[Challenge]
In the lines below, find the one that contains "Could you identify the elderly" and write it out exactly, along with every line that follows it.

Point placement records
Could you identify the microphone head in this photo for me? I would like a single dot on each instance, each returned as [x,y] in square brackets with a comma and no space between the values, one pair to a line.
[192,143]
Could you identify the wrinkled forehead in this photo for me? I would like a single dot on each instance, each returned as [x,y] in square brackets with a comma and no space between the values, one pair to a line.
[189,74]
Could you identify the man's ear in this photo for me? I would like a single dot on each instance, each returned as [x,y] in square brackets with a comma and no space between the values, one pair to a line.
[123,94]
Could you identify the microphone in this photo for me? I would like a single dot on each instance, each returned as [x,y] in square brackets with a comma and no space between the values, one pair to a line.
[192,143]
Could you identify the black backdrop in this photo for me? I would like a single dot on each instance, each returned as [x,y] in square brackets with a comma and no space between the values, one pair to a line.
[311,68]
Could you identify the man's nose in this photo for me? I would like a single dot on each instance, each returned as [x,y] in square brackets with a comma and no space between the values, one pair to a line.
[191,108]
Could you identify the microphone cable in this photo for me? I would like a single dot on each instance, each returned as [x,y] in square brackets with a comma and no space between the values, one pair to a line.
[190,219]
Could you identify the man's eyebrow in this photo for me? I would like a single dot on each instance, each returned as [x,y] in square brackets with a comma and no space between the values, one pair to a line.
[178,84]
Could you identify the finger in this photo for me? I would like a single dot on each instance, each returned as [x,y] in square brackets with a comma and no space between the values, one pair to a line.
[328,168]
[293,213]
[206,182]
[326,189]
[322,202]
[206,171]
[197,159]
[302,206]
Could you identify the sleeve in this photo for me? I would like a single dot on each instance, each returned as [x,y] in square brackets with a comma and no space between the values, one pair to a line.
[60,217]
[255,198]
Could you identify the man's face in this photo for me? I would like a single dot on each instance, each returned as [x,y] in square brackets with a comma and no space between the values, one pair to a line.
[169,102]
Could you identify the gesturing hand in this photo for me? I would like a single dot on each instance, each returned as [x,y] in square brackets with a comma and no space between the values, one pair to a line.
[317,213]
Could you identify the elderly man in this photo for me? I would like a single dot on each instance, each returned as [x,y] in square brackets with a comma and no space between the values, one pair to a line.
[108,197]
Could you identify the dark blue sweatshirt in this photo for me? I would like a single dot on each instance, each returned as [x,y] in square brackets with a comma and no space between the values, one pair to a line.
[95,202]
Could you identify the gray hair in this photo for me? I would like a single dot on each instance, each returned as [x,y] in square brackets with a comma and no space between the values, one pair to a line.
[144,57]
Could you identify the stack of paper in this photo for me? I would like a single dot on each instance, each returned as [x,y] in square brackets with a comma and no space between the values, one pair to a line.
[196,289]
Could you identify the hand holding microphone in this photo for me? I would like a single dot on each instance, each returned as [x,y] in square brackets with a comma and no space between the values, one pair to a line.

[Worked answer]
Could you identify the elderly man in this photo for me? I would like a single dot on each instance, each returned as [x,y] in square brackets with a comma and no space between the values, one pair to a line.
[108,197]
Could you identify the dark blue sweatshirt in this photo for me? I would like a single dot on each instance, each returned as [x,y] in square brackets with a comma and no space between the values, one pair to a line.
[95,202]
Could you identify the gray hair in this photo for me? I would like a single dot on each instance, each returned as [x,y] in square brackets with a comma and no space between the values, one pair to a line.
[144,57]
Could you identify the stack of paper in this photo for me? I would like a single dot on each instance, each returned as [x,y] in square brackets with a comma and no space between the values, one pair to a line.
[196,289]
Could you identify the hand holding microphone in this photo for me? I would like a single dot on each instance, each returned as [x,y] in square brackets with a comma and no space between the values, one pair to a line.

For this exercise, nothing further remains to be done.